| Excerpt to read |

"""

The use of marijuana in patient care has undergone widespread growth and acceptance nationwide. Thirty-three states and the District of Columbia have laws authorizing the use of marijuana in some form. Two of those states – Utah and Missouri – joined that list this past mid-term cycle, as voters passed initiatives authorizing the use of medical marijuana. Others, such as Kentucky and Virginia, have pending legislation seeking to authorize the use of medical marijuana. Given that states characterized as Republican-leaning or Democratic-leaning have legalized marijuana in some form, this green wave is unlikely to reverse or slow down.

This week in Ohio, the first sales of medical marijuana to patients have officially taken place. Additionally, the Ohio patient registry, which requires the information of patients receiving a marijuana recommendation to be entered into a database, has already amassed over 12,700 registrants since being activated on December 5, 2018. Also, over 370 Ohio physicians have received Certificates to Recommend from the State Medical Board of Ohio, which authorizes these providers to recommend medical marijuana to their patients.

As the use of medical marijuana continues to become legally permissible and widely accepted, important questions should be addressed, including whether physicians should recommend medical marijuana as part of their standard practice and what procedures should be in place to ensure compliance with regulatory expectations. The Federation of State Medical Boards (FSMB), an entity compromising over 70 medical boards across the country, has produced a set of guidelines to help physicians seeking to incorporate medical marijuana into their practices. These guidelines were developed after an in-depth nationwide review of the existing laws, regulations, policies, and disciplinary actions related to recommending medical marijuana. While physicians should always look first to state law for guidance on proper practice, where state law does not provide enough insight, FSMB guidance is particularly useful.[i]

GUIDELINES

The FSMB has adopted the following guidelines for the recommendation of marijuana:

1. Physician-Patient Relationship: As with any condition, establishing an existing and bona fide physician-patient relationship is fundamental to providing medical care. Thus, physicians should have documentation showing that a proper physician-patient relationship has been established prior to providing a recommendation for medical marijuana. As with other forms of medications, physicians should not recommend for themselves or family members.

"""

| Work to complete |
Write out the medical marijuana text word for word, everything from "1. Physician-Patient Relationship: As" down to "or family members.". The records have nothing to do with this.

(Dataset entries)
"""

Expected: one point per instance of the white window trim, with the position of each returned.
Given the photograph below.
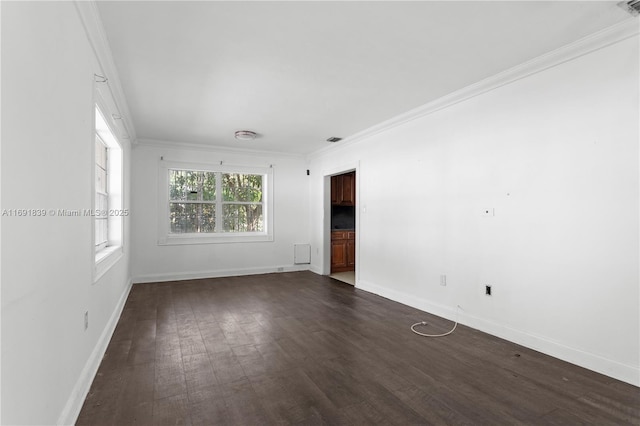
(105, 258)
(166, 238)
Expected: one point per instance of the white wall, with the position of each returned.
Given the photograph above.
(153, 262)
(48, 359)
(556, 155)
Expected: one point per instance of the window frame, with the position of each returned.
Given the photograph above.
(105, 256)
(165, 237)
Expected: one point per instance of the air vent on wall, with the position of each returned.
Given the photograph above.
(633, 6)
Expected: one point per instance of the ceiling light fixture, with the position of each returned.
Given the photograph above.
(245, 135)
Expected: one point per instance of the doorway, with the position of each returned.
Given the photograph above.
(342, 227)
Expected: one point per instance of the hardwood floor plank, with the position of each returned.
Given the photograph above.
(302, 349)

"""
"""

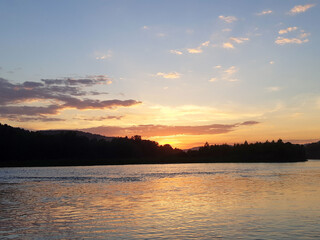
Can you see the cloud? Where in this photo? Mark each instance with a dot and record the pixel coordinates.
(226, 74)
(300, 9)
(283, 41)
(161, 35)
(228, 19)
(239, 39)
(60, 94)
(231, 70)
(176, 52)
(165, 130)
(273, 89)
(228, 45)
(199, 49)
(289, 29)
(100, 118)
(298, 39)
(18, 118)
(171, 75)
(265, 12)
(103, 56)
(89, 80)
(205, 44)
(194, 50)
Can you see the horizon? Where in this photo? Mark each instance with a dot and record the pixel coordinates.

"""
"""

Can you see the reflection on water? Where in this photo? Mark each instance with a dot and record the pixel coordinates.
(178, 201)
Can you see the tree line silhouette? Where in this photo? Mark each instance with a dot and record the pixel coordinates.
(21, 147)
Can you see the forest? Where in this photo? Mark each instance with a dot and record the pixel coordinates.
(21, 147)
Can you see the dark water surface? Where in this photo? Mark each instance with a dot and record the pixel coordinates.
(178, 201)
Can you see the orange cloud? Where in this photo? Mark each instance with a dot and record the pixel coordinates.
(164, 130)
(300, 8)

"""

| Task answer |
1. Physician-Patient Relationship: As with any condition, establishing an existing and bona fide physician-patient relationship is fundamental to providing medical care. Thus, physicians should have documentation showing that a proper physician-patient relationship has been established prior to providing a recommendation for medical marijuana. As with other forms of medications, physicians should not recommend for themselves or family members.